> **Your objective**: Extract every line of the data below that contains the string "grassy". Matching is case-sensitive.

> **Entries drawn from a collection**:
_ _ _ _ _

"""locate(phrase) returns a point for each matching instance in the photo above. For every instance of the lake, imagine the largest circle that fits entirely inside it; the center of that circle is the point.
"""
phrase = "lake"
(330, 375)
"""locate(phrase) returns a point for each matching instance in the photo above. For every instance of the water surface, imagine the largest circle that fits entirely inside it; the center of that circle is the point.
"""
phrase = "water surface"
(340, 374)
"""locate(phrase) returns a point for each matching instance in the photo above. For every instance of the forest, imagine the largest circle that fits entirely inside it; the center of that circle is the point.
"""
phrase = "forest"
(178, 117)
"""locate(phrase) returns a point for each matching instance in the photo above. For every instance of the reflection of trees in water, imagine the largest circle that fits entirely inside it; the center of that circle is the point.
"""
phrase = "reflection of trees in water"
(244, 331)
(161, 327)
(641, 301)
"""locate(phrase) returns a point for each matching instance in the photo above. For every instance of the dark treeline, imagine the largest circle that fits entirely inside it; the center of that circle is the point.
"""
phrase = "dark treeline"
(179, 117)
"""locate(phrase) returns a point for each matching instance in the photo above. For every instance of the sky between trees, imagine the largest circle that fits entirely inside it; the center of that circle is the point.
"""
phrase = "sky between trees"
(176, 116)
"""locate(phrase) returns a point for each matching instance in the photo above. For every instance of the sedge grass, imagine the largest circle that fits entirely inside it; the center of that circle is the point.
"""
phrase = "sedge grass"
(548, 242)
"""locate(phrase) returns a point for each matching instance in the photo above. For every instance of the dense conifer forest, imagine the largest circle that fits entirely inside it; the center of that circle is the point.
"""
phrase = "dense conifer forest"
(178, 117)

_ _ _ _ _

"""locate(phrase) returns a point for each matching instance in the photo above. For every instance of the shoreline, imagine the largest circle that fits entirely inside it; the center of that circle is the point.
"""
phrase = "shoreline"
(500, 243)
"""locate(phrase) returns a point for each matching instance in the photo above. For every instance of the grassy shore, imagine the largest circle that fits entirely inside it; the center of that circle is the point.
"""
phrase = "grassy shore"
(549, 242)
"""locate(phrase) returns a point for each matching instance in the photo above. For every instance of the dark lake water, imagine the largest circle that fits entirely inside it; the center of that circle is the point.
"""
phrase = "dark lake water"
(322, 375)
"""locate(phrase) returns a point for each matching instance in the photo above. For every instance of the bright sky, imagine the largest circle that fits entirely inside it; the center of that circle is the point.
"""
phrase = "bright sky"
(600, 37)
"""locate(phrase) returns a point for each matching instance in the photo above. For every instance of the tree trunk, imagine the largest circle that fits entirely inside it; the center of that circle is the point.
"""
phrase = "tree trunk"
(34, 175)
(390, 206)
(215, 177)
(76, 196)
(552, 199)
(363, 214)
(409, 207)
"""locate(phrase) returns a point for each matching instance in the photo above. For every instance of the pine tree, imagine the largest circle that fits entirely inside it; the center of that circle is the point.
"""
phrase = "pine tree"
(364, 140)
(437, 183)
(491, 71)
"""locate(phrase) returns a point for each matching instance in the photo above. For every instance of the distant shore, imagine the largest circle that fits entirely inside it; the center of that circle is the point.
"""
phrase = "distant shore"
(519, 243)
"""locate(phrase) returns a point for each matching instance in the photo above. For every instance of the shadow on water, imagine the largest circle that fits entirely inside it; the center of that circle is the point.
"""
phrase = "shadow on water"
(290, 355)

_ _ _ _ _

> **Final result**:
"""locate(phrase) returns a point for each matching instance in the photo above. For every instance of the grassy shore, imagine the largest circle that fits entirely inside it; the center of that circle is the point.
phrase = "grassy shore"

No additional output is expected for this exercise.